+++ Dataset content +++

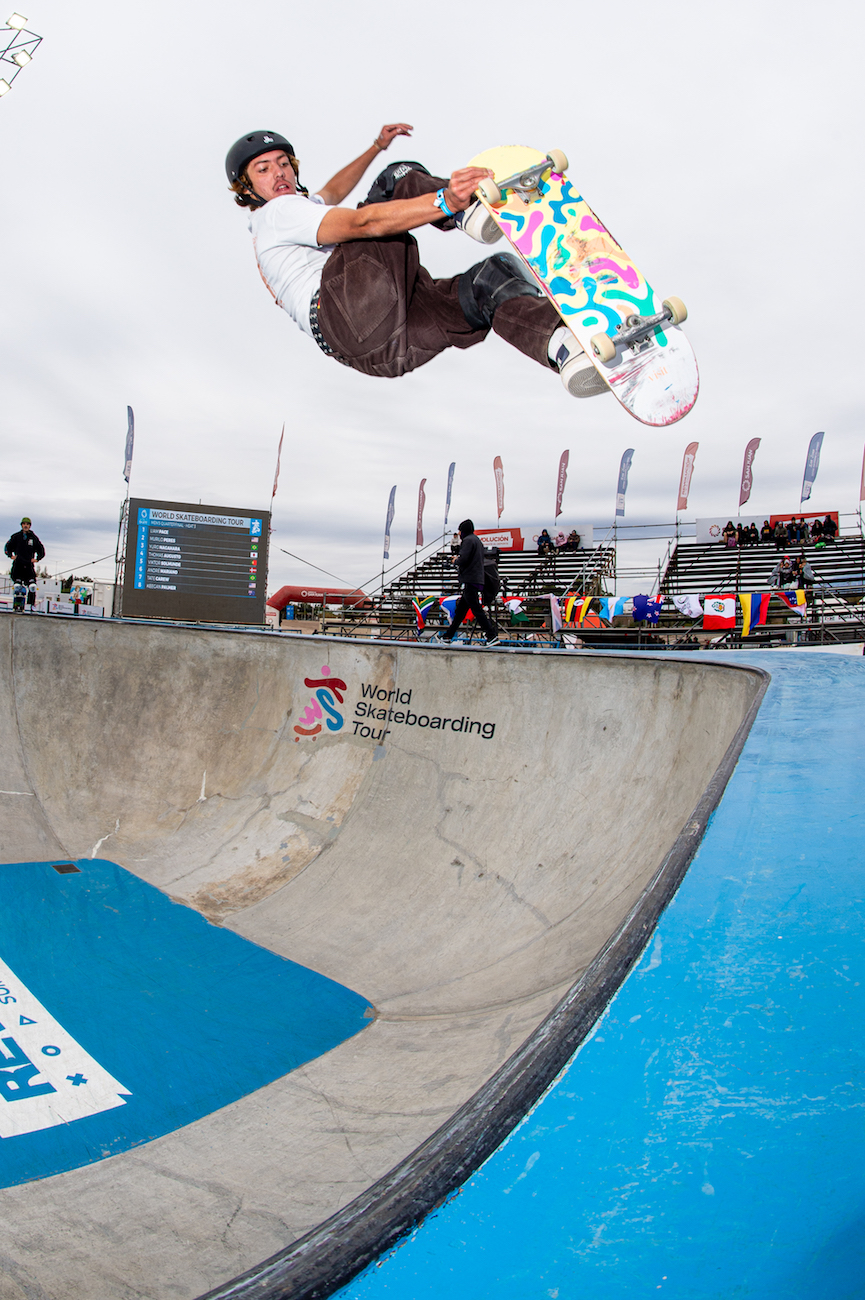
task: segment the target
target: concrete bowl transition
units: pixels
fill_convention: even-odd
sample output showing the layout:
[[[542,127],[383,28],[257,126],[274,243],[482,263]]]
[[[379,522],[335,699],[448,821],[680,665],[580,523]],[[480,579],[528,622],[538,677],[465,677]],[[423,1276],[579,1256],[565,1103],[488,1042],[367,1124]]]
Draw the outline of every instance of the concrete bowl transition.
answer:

+++

● Written instruction:
Take the lines from the start of the records through the one containing "Draw the outline", inclusive, and reproduce them with every occurrence of "concrete bowl transition" replaced by "skatepark coping", leaving everything else unchanged and omitting the pictures.

● Exercise result:
task: segment the target
target: skatepark coping
units: pixels
fill_convention: even-odd
sample output showing the layout:
[[[542,127],[383,28],[257,126],[274,243],[482,263]]]
[[[379,522],[335,699],[448,821],[680,665],[580,523]],[[480,579],[528,622],[538,677],[465,677]],[[423,1276],[579,1256],[565,1103],[488,1042],[367,1124]]]
Draw the outline of every instance of the skatepark coping.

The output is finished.